● **TO BE DONE**: Count how many lines of the records below contain the string "pickup" and reply with that number alone.

Dataset entries
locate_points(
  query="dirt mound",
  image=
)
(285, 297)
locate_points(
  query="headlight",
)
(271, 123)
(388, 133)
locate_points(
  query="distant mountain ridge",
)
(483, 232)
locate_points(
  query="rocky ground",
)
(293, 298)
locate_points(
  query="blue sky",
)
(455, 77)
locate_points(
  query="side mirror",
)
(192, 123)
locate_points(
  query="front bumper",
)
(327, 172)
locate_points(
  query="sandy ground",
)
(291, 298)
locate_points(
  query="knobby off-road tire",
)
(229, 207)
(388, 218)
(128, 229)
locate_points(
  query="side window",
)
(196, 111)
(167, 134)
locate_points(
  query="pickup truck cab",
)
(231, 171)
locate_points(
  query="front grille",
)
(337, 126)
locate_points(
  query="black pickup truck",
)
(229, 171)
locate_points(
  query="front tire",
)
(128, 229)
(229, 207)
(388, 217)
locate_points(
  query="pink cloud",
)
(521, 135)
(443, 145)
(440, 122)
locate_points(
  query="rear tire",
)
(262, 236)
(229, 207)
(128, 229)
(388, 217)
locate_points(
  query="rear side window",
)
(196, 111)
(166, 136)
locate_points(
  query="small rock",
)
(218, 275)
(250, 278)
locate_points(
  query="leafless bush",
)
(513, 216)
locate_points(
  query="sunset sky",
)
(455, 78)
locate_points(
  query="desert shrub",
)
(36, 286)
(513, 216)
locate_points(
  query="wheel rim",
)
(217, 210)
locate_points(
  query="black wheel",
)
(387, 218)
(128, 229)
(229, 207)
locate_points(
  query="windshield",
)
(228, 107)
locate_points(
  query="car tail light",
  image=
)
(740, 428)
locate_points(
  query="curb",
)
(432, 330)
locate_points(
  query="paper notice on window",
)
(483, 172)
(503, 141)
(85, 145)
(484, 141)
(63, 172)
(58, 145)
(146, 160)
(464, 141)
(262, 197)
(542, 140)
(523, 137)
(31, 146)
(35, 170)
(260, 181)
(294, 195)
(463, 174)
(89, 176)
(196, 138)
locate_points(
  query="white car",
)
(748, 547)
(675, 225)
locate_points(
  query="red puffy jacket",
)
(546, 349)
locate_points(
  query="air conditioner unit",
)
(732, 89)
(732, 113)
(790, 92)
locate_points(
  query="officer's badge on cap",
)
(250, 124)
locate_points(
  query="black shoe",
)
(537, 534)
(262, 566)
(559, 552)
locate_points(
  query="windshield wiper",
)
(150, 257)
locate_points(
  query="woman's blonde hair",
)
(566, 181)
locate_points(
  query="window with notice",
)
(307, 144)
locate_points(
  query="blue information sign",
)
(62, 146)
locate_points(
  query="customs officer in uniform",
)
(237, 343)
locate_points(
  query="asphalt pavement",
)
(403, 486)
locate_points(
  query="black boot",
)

● **ANSWER TO THE EXERCISE**: 2